### Work to complete
Change "put a marker on" to "place a point on" wherever it occurs in the items below, and write out all the items again with every other word left as it is.

### Excerpted records
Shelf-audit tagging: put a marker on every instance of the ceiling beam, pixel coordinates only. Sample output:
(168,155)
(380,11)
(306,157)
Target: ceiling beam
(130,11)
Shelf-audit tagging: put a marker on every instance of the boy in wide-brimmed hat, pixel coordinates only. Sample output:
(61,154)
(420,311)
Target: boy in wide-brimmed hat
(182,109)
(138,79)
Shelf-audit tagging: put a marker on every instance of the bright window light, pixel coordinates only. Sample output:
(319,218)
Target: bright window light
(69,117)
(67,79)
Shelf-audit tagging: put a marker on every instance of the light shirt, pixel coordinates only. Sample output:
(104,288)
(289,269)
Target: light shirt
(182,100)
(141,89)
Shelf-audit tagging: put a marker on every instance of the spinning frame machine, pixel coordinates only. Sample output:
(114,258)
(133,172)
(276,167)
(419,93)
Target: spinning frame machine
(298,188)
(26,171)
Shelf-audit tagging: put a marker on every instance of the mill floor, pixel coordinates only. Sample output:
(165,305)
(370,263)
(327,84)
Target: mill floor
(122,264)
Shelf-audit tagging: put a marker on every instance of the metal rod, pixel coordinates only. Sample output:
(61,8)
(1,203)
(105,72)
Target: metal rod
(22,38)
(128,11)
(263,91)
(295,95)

### Finished answer
Shelf-audit tagging: place a point on every instance of the ceiling beam, pixel coordinates only. Sample output:
(168,155)
(380,11)
(306,157)
Target: ceiling beam
(130,11)
Shelf-audit tagging: place a point on every instance of the boy in wide-brimmed hat, pixel coordinates only. Sample output:
(61,154)
(420,311)
Target: boy in wide-brimmed hat
(182,109)
(138,79)
Shelf-audit tagging: place a point on every instance of the bright window light, pixel coordinates only. Sample output:
(319,218)
Target: bright window light
(69,117)
(67,79)
Shelf-audit tagging: place a point on every instance of the light shirt, pixel coordinates only. Sample output:
(104,288)
(289,269)
Target: light shirt
(182,100)
(141,89)
Shelf-audit tagging: place a point on every instance of the spinning frame machine, pixel coordinates only. Sample output:
(114,258)
(133,172)
(276,167)
(419,93)
Target: spinning frame machine
(298,188)
(26,171)
Shelf-audit tagging: place a point on every instance of the mill floor, pixel coordinates only. Sample output:
(165,305)
(370,263)
(327,84)
Target: mill floor
(122,264)
Shelf-audit tagging: place a point on every instance of the metal rod, pixel coordinates only. Sample output:
(61,8)
(1,203)
(105,72)
Target: metal rod
(22,38)
(128,11)
(263,91)
(295,95)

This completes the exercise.